> **Excerpt provided**:
-------

(American Heart Association News) — Aggressively treating high blood pressure might reduce the risk of a type of irregular heartbeat, according to a new study.
or AFib, can lead to stroke, heart failure and other cardiovascular complications. The condition is on the rise, with an estimated 12.1 million Americans expected to have it in 2030. The most common modifiable risk factor for AFib is high blood pressure, which affects 46% of U.S. adults.
The study, published Monday in the American Heart Association journal Hypertension, sought to find out if intensively lowering a person’s blood pressure to normal might prevent them from developing AFib.
The study included 8,022 people who had high blood pressure and were at increased risk of cardiovascular disease, but who didn’t have AFib. Half underwent aggressive treatment with different levels of medicines aiming to lower systolic blood pressure, the top number in the measurement, to below 120. The other half underwent treatment to lower blood pressure to below 140.
During five years of follow-up, 88 people in the aggressive-treatment group developed AFib, compared to 118 in the standard-treatment group. That translated to a 26% lower risk of AFib for those whose blood pressure was treated aggressively.
“Our results present a path for prevention of AFib in people with hypertension,” said the study’s lead author, Dr. Elsayed Z. Soliman, director of the Epidemiological Cardiology Research Center at Wake Forest School of Medicine in Winston-Salem, North Carolina.
He said the findings are particularly meaningful because there’s currently no specific medication available to prevent the heart rhythm disorder in people with high blood pressure.
“As the population ages, the number of people with AFib is expected to double,” Soliman said. “Management of AFib risk factors is of the utmost importance, especially high blood pressure because of the increasing number of people who have it.”
He said the study was limited by the technical constraints of the electrocardiogram, a test used to diagnose AFib that measures the electrical activity of the heartbeat. “It’s an elusive disease. … We probably missed some cases of AFib,” Soliman said.
He’d like to see future studies examine whether aggressive blood pressure lowering also can reduce “downstream complications of AFib, such as stroke, heart attack and heart failure.”
Dr. Mina Chung, who was not involved in the research, called it “an important study.”
“There are a lot of observational studies that show associations of AFib with hypertension, but this is one of the first randomized studies to demonstrate that if you lower blood pressure through intensive measures, an AFib endpoint is lower,” said Chung, a cardiologist and director of the Cleveland Clinic’s Center of Excellence for Cardiovascular Translational Functional Genomics.
In addition to lowering their blood pressure, people can do a number of things to lower AFib risk, said Chung, who led the writing of an AHA scientific statement about AFib prevention published in March.
“The data,” she said, “supports trying to lose weight for those who are overweight or obese, screening for and treating obstructive sleep apnea, and working toward 150 minutes per week of moderate exercise or 75 minutes per week of vigorous exercise.”
And now, she added, “there are stronger data supporting more aggressive control of blood pressure.”

-------

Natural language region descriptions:
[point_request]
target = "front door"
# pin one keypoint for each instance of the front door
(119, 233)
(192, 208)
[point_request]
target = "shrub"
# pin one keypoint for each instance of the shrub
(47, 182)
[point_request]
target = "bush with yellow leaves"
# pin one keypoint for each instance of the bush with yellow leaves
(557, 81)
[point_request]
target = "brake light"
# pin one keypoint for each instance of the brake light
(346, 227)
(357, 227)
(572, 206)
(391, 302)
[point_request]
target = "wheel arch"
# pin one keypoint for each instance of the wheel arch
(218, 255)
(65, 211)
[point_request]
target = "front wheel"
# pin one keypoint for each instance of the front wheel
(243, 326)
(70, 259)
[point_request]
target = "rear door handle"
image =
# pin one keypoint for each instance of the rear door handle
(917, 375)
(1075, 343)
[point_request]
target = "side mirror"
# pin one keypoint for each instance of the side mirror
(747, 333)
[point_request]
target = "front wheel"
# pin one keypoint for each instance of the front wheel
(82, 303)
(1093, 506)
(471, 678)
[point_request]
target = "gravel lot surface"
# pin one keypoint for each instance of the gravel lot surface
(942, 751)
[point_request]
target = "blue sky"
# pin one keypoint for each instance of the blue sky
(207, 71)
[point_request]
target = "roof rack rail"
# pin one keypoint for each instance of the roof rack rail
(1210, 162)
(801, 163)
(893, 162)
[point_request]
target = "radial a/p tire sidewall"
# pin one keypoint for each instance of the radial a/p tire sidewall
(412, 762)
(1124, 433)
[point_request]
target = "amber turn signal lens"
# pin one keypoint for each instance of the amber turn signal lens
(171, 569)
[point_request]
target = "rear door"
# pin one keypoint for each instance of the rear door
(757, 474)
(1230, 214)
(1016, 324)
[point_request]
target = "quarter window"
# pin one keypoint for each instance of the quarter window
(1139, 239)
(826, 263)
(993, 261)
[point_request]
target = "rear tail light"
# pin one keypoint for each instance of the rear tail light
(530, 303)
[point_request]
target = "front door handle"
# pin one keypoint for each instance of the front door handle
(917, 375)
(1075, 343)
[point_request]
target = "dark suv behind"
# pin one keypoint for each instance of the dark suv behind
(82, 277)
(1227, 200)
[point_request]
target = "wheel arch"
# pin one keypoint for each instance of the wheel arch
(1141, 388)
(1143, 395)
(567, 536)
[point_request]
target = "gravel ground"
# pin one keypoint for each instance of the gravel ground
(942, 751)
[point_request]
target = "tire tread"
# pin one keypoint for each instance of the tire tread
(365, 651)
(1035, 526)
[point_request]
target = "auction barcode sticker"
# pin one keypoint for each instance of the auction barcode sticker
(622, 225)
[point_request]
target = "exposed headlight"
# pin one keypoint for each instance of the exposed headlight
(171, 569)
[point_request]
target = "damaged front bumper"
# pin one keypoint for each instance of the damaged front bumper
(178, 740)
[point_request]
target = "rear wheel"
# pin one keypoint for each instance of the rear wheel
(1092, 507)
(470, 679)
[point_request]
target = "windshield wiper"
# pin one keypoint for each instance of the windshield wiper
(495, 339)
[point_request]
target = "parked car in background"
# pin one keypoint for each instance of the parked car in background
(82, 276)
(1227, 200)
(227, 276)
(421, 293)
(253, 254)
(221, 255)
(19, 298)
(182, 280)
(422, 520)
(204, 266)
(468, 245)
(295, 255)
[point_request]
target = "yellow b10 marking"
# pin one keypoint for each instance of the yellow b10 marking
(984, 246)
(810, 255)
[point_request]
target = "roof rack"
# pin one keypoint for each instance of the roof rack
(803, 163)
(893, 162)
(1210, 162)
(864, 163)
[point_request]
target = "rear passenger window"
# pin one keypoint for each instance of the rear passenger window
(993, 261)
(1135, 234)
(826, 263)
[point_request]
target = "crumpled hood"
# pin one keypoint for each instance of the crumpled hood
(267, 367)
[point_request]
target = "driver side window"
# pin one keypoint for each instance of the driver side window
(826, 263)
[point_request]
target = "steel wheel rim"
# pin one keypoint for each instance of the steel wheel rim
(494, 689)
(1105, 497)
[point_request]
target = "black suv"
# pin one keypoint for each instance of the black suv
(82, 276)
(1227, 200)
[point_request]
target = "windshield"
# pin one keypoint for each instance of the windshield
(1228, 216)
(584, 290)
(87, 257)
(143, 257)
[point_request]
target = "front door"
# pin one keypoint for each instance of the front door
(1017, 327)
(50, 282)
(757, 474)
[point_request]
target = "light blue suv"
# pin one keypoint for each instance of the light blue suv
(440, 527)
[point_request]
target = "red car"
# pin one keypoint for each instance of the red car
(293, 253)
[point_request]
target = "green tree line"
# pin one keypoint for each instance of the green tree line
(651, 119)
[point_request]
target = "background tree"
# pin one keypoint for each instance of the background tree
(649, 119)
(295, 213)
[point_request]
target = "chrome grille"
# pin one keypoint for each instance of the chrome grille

-------

> **Instructions**:
[A] According to the article on blood pressure and AFib, why does Soliman consider the study's findings particularly meaningful?
[B] In the article on blood pressure and AFib, substitute "heart specialist" for "cardiologist" and write out the passage between "Dr. Mina Chung, who" and "Translational Functional Genomics.", inclusive.

> **Answers to this exercise**:
[A] He considers them particularly meaningful because no specific medication is currently available to prevent the heart rhythm disorder in people with high blood pressure.

[B]
Dr. Mina Chung, who was not involved in the research, called it “an important study.”
“There are a lot of observational studies that show associations of AFib with hypertension, but this is one of the first randomized studies to demonstrate that if you lower blood pressure through intensive measures, an AFib endpoint is lower,” said Chung, a heart specialist and director of the Cleveland Clinic’s Center of Excellence for Cardiovascular Translational Functional Genomics.